:: Provided records ::
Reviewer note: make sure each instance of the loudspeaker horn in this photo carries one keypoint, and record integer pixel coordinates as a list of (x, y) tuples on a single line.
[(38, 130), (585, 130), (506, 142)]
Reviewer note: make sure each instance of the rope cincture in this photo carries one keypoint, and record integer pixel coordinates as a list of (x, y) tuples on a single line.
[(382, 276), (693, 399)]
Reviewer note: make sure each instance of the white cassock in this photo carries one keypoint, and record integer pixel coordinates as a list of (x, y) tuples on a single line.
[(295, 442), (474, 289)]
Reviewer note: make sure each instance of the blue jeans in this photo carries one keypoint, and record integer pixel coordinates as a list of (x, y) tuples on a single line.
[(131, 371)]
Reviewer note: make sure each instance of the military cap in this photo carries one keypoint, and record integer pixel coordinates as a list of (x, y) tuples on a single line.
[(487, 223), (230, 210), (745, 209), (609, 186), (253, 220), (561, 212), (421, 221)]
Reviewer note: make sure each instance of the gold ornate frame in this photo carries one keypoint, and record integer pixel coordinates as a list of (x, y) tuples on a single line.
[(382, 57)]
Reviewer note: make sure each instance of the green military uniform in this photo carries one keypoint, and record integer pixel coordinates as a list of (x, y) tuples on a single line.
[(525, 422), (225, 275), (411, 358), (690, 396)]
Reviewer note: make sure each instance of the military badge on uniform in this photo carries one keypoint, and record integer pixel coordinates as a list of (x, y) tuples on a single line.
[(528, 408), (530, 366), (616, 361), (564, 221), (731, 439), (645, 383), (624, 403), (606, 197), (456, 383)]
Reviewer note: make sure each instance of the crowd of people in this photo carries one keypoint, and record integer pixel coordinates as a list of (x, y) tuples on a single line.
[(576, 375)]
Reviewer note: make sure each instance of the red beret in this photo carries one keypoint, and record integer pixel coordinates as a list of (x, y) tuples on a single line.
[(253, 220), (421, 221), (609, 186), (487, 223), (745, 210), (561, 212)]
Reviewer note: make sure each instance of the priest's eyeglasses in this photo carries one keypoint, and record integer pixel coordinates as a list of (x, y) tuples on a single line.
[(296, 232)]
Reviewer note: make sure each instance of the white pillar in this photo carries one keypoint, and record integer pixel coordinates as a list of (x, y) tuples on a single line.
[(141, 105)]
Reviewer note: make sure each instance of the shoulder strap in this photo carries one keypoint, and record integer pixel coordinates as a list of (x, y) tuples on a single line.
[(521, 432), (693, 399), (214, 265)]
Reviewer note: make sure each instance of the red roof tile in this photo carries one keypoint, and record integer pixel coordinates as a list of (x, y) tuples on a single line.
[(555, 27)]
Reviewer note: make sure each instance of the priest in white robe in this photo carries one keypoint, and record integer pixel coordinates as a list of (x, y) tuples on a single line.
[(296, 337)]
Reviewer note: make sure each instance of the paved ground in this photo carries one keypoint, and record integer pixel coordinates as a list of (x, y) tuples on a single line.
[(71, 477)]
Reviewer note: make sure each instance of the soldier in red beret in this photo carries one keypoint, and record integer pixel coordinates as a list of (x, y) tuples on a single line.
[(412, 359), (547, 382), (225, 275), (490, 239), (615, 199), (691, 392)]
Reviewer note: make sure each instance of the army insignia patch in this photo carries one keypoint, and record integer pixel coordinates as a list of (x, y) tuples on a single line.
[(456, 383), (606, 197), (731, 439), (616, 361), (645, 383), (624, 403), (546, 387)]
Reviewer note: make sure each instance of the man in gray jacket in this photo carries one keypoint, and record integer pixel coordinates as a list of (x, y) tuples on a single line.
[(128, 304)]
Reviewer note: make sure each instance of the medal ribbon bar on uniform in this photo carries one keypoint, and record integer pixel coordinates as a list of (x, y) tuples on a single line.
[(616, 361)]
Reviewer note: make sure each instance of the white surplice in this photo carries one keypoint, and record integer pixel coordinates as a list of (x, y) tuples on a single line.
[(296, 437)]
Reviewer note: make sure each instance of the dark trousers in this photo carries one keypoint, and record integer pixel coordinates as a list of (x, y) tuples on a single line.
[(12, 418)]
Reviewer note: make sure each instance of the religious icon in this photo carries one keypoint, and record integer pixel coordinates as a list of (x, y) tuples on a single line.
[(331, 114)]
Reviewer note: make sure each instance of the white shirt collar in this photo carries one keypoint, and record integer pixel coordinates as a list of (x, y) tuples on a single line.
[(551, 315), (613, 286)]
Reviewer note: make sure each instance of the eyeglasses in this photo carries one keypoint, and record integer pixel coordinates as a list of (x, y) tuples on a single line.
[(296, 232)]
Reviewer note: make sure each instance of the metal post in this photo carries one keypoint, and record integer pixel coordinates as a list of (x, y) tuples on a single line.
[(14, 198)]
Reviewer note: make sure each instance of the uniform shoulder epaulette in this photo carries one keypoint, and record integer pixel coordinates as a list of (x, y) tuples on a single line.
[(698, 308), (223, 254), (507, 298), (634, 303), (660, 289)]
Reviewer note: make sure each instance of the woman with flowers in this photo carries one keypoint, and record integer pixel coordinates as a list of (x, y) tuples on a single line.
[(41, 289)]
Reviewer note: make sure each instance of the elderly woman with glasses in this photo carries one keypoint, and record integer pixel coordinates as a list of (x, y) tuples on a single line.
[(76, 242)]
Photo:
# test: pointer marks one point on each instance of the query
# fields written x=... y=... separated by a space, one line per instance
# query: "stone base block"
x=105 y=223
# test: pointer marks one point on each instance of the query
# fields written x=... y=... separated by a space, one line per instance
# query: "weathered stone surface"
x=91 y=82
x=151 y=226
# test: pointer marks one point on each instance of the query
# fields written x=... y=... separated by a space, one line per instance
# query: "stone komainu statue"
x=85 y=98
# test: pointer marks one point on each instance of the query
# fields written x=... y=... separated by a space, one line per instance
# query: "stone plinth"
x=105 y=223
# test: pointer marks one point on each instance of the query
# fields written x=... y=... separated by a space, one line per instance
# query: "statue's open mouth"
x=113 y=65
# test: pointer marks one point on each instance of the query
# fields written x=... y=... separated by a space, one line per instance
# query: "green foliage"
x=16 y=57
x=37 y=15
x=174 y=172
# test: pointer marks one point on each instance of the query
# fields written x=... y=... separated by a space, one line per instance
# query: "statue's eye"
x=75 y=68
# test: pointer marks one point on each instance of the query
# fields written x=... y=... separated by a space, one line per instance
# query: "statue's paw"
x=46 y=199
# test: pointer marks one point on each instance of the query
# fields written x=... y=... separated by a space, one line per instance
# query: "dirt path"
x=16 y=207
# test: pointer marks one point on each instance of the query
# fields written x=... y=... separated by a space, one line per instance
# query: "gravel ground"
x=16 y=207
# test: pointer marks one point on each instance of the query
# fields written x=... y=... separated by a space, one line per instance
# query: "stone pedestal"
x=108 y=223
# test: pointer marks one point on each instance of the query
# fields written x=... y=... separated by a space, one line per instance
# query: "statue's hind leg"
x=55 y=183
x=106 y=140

:: What you will do ::
A full, exact repeat of the entries above is required.

:: Task solution ::
Reviewer note: make sure each instance of the loudspeaker horn in this photo carries one keypoint, and record integer pixel coordinates as a list of (x, y) tuples on a single line.
[(38, 130), (585, 130), (506, 142)]
Reviewer note: make sure each instance of the rope cincture in this photo carries one keypoint, and record integer pixel coordinates as a list of (x, y) tuples on a single line.
[(382, 276), (693, 399)]
Reviewer note: make sure each instance of the white cassock in this photo carries one keypoint, and record integer pixel coordinates as a list of (x, y) tuples on a single line.
[(295, 442), (474, 289)]
Reviewer note: make sure each instance of the blue jeans in this photo carries one keypoint, and record integer pixel coordinates as a list of (x, y) tuples on a single line.
[(131, 371)]
Reviewer note: make sure each instance of the military cap in this photo carries one keypoint, and record integer pixel coordinates as a list of (x, y) tuples on a single line.
[(487, 223), (230, 210), (745, 209), (609, 186), (253, 220), (561, 212), (421, 221)]
Reviewer note: make sure each instance of the gold ornate frame in this photo carries one keypoint, and record integer pixel coordinates as a list of (x, y) tuples on a single line.
[(382, 57)]
Reviewer note: make sure each instance of the green military uniform in this photo carries one keypoint, and record integer pixel coordinates as a list of (x, y) tuples on a single line.
[(525, 422), (225, 275), (411, 358), (690, 396)]
Reviewer note: make sure each instance of the military badge on uniform in this photo carries one keypoint, and record integer pixel coordinates as a list of (x, y) tuples on a single line.
[(528, 408), (530, 366), (616, 361), (564, 221), (731, 439), (645, 383), (624, 403), (606, 197), (456, 383)]
Reviewer note: make sure each instance of the crowd of people in this photo carries one keypoint, and record integer pixel coordinates as a list of (x, y) tuples on a single line.
[(576, 375)]
Reviewer note: make sure each instance of the red beret in this photo carries one keypoint, and record integer pixel coordinates as a list of (x, y) tuples on a single line.
[(253, 220), (421, 221), (609, 186), (487, 223), (745, 210), (561, 212)]
Reviewer note: make sure each instance of the priest's eyeglasses in this photo carries one keypoint, and record integer pixel coordinates as a list of (x, y) tuples on a single line.
[(296, 232)]
Reviewer note: make sure each instance of the white pillar in this photo carries one keypoint, and record integer pixel coordinates as a list of (x, y) tuples on a single line.
[(141, 105)]
Reviewer note: make sure each instance of the shoulder strap in this photo carries one keypoint, and record integer pixel coordinates as a list of (x, y) tuples on a single line.
[(521, 432), (693, 399), (214, 265)]
Reviewer note: make sure each instance of the red roof tile in this photo carries one keypoint, and record integer pixel coordinates as a list of (x, y) tuples on a single line.
[(555, 27)]
Reviewer note: make sure each instance of the priest in white robe in this photo carries one keypoint, and record integer pixel coordinates as a list of (x, y) tuples on a single line.
[(296, 337)]
Reviewer note: make sure each instance of the paved ground in this photo carries one keypoint, and record integer pixel coordinates as a list of (x, y) tuples on a single line.
[(71, 477)]
Reviewer note: make sure each instance of the soldier in red beret in this photo carries one keypoint, and record integer pixel coordinates as a list of (x, y) tuples on a single line.
[(412, 359), (547, 382), (225, 275), (490, 239), (615, 199), (691, 392)]
Reviewer note: make sure each instance of the army insignia patch in this photo carries one keypoint, and record integer pixel coordinates as a list of (x, y) tuples on a single line.
[(456, 383), (606, 197), (731, 439), (616, 361), (645, 383), (624, 403), (546, 387)]
Reviewer note: make sure each instance of the man in gray jacket in this photo carries one keypoint, and record integer pixel coordinates as a list of (x, y) tuples on a single line.
[(128, 304)]
Reviewer note: make sure each instance of the medal ribbon bar on uniform in this photo carries one keypoint, and record integer pixel coordinates as a list of (x, y) tuples on a single line.
[(616, 361)]
Reviewer note: make sure each instance of the white surplice in this photo carries one keypoint, and record integer pixel coordinates as a list of (x, y) tuples on a single line.
[(296, 437)]
Reviewer note: make sure each instance of the dark trousers in this photo carries one keypoint, and record integer pixel coordinates as a list of (x, y) tuples on a single line.
[(12, 418)]
Reviewer note: make sure each instance of the religious icon in this photo carries one keypoint, and record integer pixel coordinates as a list of (x, y) tuples on a single line.
[(331, 114)]
Reviewer note: make sure each instance of the white shirt collar in this photo carries one keypoint, and record integer pixel coordinates as a list of (x, y) tuples on a single line.
[(551, 315), (613, 286)]
Reviewer note: make sure each instance of the eyeglasses in this photo carries one keypoint, and record integer pixel coordinates as a list of (x, y) tuples on a single line.
[(296, 232)]
Reviewer note: make sure each instance of the metal post in this photo carries one keypoint, and record integer pixel coordinates as a list of (x, y) tuples on a single line.
[(14, 198)]
Reviewer note: make sure each instance of the uniform shoulder epaulette in this photo carries one keypoint, and record integer pixel coordinates as a list of (x, y) tuples on a single line.
[(698, 308), (223, 254), (507, 298), (634, 303), (660, 289)]
Reviewer note: make sure each instance of the woman with flowers in this photo carries one keypoint, and record integer pixel coordinates as a list of (x, y) tuples on a single line.
[(41, 289)]
Reviewer note: make sure each instance of the elderly woman with glasses in this photo carries one keypoint, and record integer pixel coordinates as a list of (x, y) tuples on a single line.
[(76, 242)]
Photo:
# test: pointer marks one point on each instance of the query
# fields written x=... y=... separated by a space, one line per instance
# query: "stone base block"
x=105 y=223
# test: pointer marks one point on each instance of the query
# fields written x=... y=... separated by a space, one line per instance
# query: "weathered stone surface"
x=91 y=82
x=151 y=226
# test: pointer marks one point on each instance of the query
# fields written x=... y=... separated by a space, one line per instance
# query: "stone komainu statue"
x=85 y=98
# test: pointer marks one point on each instance of the query
# fields written x=... y=... separated by a space, one line per instance
# query: "stone plinth"
x=105 y=223
# test: pointer marks one point on each instance of the query
# fields written x=... y=... separated by a space, one line per instance
# query: "statue's open mouth"
x=113 y=65
# test: pointer marks one point on each instance of the query
# fields written x=... y=... separated by a space, one line per instance
# query: "green foliage"
x=16 y=57
x=37 y=15
x=174 y=172
# test: pointer marks one point on each instance of the query
# fields written x=... y=... separated by a space, one line per instance
# query: "statue's eye"
x=75 y=68
# test: pointer marks one point on each instance of the query
# fields written x=... y=... separated by a space, one line per instance
# query: "statue's paw"
x=46 y=199
# test: pointer marks one point on each instance of the query
# fields written x=... y=... separated by a space, one line per instance
# query: "dirt path"
x=16 y=207
# test: pointer marks one point on each instance of the query
# fields written x=... y=... separated by a space, one line per instance
# query: "gravel ground"
x=16 y=207
# test: pointer marks one point on each instance of the query
# fields written x=... y=... separated by a space, one line per instance
# query: "stone pedestal"
x=108 y=223
# test: pointer marks one point on each instance of the query
# fields written x=... y=... separated by a space, one line per instance
# query: "statue's hind leg"
x=55 y=183
x=106 y=140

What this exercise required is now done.